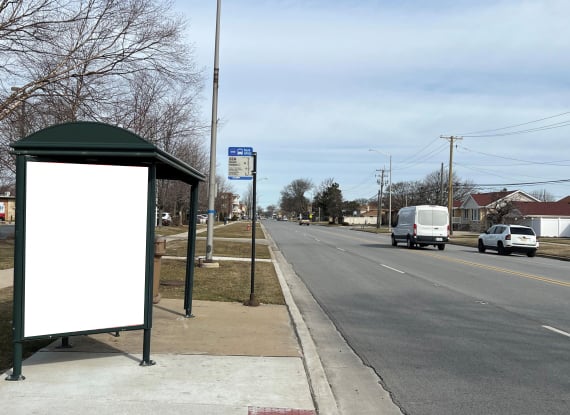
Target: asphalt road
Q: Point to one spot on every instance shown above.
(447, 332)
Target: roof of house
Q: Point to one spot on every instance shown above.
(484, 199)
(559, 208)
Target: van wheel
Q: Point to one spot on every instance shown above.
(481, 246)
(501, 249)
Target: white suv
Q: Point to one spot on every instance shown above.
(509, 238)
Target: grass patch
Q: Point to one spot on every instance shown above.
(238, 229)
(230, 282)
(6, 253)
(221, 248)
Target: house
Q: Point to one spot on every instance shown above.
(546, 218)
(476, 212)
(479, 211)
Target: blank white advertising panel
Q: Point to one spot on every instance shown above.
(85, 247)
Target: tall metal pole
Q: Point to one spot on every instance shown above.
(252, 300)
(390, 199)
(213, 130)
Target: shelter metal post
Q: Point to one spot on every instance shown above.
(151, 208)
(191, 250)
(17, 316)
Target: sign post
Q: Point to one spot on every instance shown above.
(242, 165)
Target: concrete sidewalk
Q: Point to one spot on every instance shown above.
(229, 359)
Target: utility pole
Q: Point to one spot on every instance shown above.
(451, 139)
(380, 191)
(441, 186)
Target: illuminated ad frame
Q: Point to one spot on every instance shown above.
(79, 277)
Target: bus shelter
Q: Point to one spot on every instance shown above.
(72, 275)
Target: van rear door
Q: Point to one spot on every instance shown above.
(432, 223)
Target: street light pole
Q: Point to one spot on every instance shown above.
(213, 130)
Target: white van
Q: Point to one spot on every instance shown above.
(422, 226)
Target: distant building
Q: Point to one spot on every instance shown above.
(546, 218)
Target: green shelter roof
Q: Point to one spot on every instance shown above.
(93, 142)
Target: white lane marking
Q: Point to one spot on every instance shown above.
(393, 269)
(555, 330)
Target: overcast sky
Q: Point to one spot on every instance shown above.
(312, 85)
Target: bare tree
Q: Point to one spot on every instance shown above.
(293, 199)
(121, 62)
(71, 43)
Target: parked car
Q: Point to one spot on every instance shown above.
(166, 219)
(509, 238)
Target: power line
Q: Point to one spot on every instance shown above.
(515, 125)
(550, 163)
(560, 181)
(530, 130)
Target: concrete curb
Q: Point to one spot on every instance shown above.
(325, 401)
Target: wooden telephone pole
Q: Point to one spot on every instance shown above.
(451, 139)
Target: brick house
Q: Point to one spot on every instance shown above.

+--

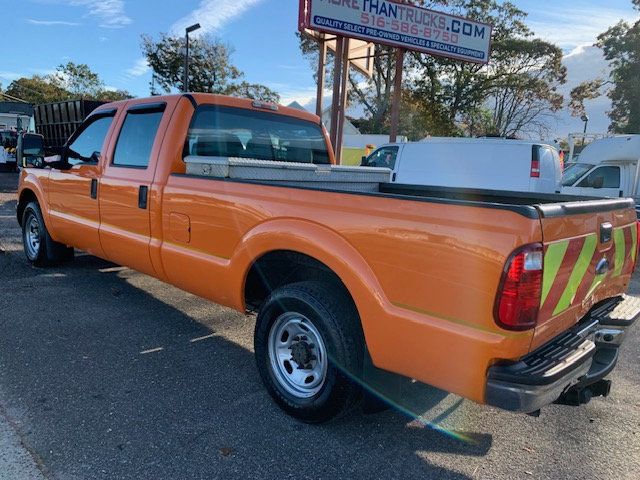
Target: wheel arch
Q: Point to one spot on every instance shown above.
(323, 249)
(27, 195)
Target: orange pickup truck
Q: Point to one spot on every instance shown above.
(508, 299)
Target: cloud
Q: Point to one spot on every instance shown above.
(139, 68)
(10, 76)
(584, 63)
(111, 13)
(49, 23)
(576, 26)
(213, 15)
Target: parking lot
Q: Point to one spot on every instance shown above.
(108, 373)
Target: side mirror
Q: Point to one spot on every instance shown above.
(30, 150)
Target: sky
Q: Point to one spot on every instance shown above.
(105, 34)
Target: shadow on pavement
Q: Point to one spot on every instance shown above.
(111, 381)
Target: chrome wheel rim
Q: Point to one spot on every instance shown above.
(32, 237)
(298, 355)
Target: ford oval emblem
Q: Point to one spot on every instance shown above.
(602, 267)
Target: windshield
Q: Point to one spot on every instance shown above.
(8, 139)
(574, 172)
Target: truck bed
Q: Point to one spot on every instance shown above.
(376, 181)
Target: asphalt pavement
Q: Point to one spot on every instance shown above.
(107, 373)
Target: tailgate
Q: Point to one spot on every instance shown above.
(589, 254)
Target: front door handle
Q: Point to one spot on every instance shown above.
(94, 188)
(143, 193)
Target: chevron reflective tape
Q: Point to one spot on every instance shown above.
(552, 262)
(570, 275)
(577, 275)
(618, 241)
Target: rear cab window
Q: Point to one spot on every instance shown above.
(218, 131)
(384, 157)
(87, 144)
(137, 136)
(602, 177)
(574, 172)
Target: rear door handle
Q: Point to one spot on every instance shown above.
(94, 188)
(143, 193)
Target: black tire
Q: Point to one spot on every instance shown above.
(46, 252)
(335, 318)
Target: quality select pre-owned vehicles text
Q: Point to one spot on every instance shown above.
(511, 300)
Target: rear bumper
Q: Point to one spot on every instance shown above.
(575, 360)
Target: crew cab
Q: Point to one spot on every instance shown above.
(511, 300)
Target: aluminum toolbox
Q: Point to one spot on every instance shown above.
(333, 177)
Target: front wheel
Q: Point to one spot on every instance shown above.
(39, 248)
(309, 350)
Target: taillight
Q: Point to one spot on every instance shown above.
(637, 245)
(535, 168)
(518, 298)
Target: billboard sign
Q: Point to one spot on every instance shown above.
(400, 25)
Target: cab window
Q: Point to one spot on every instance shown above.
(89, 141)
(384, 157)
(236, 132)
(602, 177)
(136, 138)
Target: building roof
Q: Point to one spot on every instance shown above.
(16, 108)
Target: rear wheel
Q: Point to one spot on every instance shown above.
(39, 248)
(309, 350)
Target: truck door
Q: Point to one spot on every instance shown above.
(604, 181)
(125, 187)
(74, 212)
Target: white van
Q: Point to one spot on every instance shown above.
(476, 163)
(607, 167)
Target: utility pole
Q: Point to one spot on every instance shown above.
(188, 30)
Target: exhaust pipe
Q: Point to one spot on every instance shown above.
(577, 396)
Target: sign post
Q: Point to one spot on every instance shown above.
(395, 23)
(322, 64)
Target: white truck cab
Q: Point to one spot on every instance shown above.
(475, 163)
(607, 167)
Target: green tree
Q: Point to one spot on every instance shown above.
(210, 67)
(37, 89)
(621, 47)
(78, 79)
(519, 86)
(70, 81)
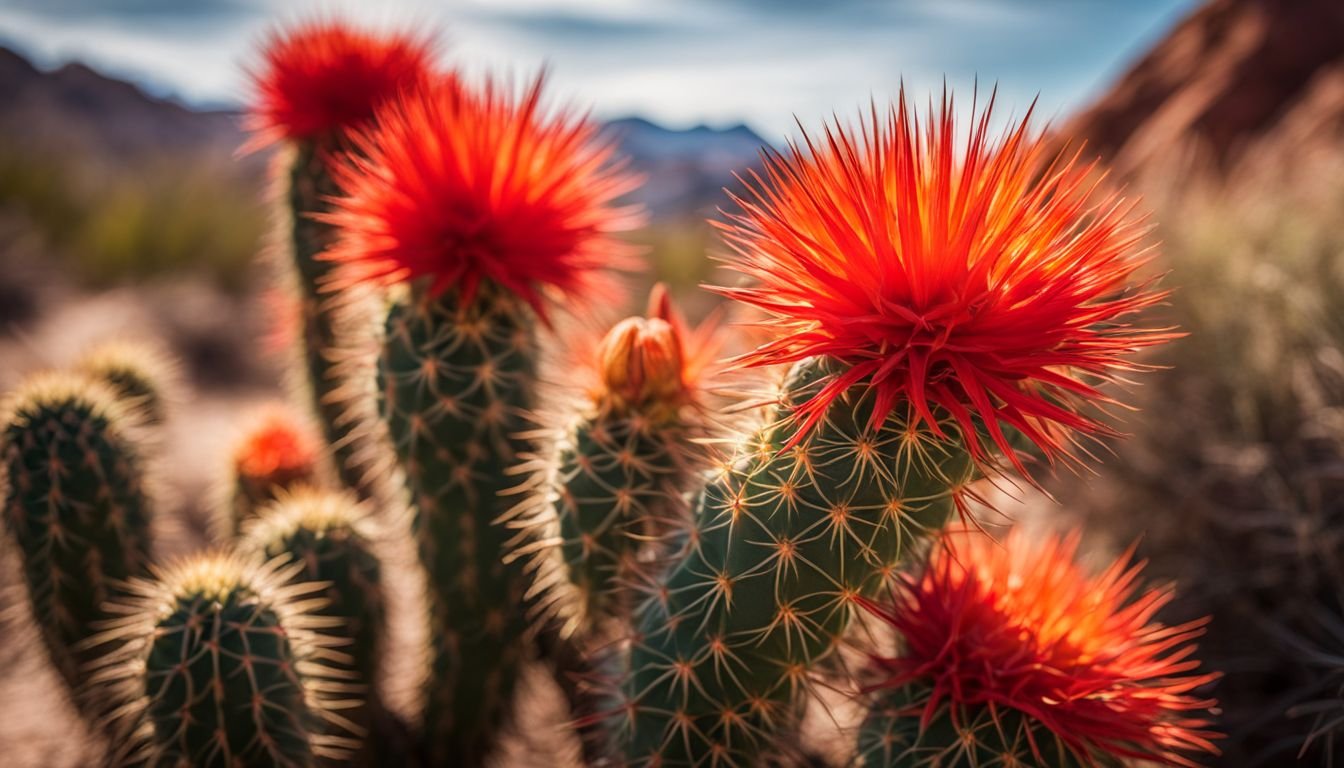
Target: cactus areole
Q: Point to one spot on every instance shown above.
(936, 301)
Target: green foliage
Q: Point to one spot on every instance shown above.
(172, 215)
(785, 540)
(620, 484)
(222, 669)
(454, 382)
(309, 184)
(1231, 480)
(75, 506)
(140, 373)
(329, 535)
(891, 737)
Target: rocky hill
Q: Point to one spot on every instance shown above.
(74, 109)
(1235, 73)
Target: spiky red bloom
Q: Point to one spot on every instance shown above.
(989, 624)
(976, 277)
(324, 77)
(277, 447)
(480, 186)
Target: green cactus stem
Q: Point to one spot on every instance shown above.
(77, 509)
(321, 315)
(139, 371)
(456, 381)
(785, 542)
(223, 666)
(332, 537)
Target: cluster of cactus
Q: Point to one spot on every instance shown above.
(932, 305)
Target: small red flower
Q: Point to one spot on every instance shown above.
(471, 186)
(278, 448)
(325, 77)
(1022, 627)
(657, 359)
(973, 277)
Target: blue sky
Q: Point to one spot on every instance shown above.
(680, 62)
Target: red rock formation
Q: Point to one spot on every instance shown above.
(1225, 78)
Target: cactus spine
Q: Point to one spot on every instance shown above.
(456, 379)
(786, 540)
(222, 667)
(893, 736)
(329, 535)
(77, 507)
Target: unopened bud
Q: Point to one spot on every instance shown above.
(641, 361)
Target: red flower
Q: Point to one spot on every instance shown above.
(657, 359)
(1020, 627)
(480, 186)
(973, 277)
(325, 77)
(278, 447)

+--

- YOUR INSTRUCTIONS
Locate each line in the records that contains the word "handle" and copy it out. Match case exactly.

- FULL SOLUTION
Target: front door handle
Target: rear door handle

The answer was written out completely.